In this section, we briefly discuss the optimization of design parameters presented in Roozing et al. (2016). Based on gravitational load and inertial properties, the compliance design parameters can be chosen to achieve desired compensation torque over the joint workspace, resulting in higher energy efficiency and reduction of peak torque/power requirements on the main joint actuators. The optimization procedure considers the transmission ratios contained in T, elastic element stiffness values contained in K, and pretension positions in p as optimization variables. We first define the error vector e_d for a leg configuration q as

${\mathbf{\text{e}}}_d\left(\mathbf{\text{q}},\mathit{\phi }\right)=\mathit{\tau }\left(\mathbf{\text{q}},\mathit{\phi }\right)+\mathit{\zeta }\left(\mathbf{\text{q}}\right)\in {\mathfrak{R}}^N,$ (17)

where τ(q, φ) denotes the net tendon torques (12) acting on the leg DoFs, and φ contains the considered design parameters T, K and p. The function $\mathit{\zeta }\left(\mathbf{\text{q}}\right)$ denotes the vector function of desired torques; here, we consider gravitational joint torque compensation, ζ(q) = g(q). For highly dynamic systems for which the desired dynamic behavior is known at design time, ζ can be chosen to include inertial, Coriolis, and damping components for efficient execution of those motions. This is done by designing the dynamic behavior and then obtaining the required actuation torques during each phase of the task through inverse dynamics, thus obtaining ζ (q). It is also possible to optimize for multiple tasks simultaneously by obtaining ζ (q) as a weighted linear combination of multiple tasks. Here, however, we consider the desired motions not to be known at design time.

The total error $E_d\left(\mathit{\phi }\right)\in \mathfrak{R}$ is defined as the integrated l²-norm over a subset of the workspace:

$E_d\left(\mathit{\phi }\right)={\displaystyle \underset{\mathbf{\text{q}}\in {\mathcal{Q}}_d}{\int }}\parallel {\mathbf{\text{e}}}_d\left(\mathbf{\text{q}},\mathit{\phi }\right){\parallel }_2\mathrm{d}\mathbf{\text{q}},$ (18)

where ${\mathcal{Q}}_d\subset \mathcal{Q}$ is a subset of the joint workspace on which to optimize and depends on the specific robot. For robots for which the desired trajectories are known a priori, ${\mathcal{Q}}_d$ can be set to this trajectory in joint space. Using the l²-norm approximates minimizing the electrical power consumption directly, as the electrical power of a BLDC motor can be approximated (neglecting back-EMF and electrical dynamics) by its squared torque. An optimal solution φ_opt minimizes E_d:

$\begin{array}{l}{\mathit{\phi }}_{\mathit{opt}}=\underset{\mathit{\phi }}{\text{min}}{E}_d\left(\mathit{\phi }\right)\hfill \\ \text{s}.\text{t}.\underset{¯}{\mathit{\phi }}\le \mathit{\phi }\le \overline{\mathit{\phi }},\hfill \end{array}$ (19)

# Dataset records
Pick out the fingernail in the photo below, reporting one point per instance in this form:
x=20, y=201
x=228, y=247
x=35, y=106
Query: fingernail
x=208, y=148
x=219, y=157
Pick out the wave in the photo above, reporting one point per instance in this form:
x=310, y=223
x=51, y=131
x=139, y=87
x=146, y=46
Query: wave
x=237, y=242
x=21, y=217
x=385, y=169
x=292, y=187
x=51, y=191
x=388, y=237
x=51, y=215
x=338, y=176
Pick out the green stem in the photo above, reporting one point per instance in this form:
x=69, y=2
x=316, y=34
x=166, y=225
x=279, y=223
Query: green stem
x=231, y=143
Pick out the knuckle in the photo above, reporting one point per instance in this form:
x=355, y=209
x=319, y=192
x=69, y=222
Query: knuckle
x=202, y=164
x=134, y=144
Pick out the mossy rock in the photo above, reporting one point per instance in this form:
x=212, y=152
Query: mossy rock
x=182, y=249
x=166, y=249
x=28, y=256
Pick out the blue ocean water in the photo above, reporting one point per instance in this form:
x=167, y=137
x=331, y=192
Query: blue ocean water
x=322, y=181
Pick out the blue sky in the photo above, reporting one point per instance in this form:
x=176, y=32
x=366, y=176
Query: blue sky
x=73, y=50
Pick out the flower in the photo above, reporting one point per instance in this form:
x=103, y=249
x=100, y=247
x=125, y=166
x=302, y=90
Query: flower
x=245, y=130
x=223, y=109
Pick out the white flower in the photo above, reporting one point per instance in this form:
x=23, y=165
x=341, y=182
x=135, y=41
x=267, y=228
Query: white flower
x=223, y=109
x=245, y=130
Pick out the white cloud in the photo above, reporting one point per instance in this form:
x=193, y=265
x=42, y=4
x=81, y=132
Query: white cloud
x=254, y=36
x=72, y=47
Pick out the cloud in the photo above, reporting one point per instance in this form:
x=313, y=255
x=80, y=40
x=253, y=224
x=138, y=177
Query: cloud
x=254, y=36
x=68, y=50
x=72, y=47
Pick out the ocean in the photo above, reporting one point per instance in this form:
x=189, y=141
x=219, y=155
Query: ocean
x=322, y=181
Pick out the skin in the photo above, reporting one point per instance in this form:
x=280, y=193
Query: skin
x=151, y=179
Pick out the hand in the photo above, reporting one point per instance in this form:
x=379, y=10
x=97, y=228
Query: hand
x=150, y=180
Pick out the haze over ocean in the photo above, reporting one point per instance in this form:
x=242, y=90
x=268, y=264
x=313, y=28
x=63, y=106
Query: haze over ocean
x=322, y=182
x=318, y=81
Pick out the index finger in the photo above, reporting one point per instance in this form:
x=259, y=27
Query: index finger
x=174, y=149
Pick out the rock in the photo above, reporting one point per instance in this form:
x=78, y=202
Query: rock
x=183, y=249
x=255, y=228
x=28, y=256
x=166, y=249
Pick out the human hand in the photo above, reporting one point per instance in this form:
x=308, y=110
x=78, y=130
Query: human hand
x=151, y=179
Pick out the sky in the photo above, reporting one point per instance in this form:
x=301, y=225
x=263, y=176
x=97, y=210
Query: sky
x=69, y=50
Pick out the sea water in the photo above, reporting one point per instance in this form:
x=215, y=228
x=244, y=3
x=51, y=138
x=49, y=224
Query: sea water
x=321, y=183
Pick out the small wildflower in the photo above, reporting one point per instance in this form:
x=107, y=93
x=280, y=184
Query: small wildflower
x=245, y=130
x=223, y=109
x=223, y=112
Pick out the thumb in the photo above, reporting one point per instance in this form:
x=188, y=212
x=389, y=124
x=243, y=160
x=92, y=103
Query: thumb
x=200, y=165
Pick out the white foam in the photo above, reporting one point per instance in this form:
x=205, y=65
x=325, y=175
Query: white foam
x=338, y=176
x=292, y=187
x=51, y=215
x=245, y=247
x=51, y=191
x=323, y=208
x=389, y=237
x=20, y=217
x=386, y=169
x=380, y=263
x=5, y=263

# Problems
1. In the passage on design parameter optimization, why does using the l²-norm in the total error approximate minimizing electrical power consumption? Answer in one to three sentences.
2. Identify every line in the listing that contains the string "green", treating uppercase and lowercase as distinct.

# Task responses
1. Using the l²-norm approximates minimizing electrical power consumption directly because a BLDC motor's electrical power can be approximated by its squared torque. This approximation neglects back-EMF and electrical dynamics.

2.
Pick out the green stem in the photo above, reporting one point per instance in this form:
Query: green stem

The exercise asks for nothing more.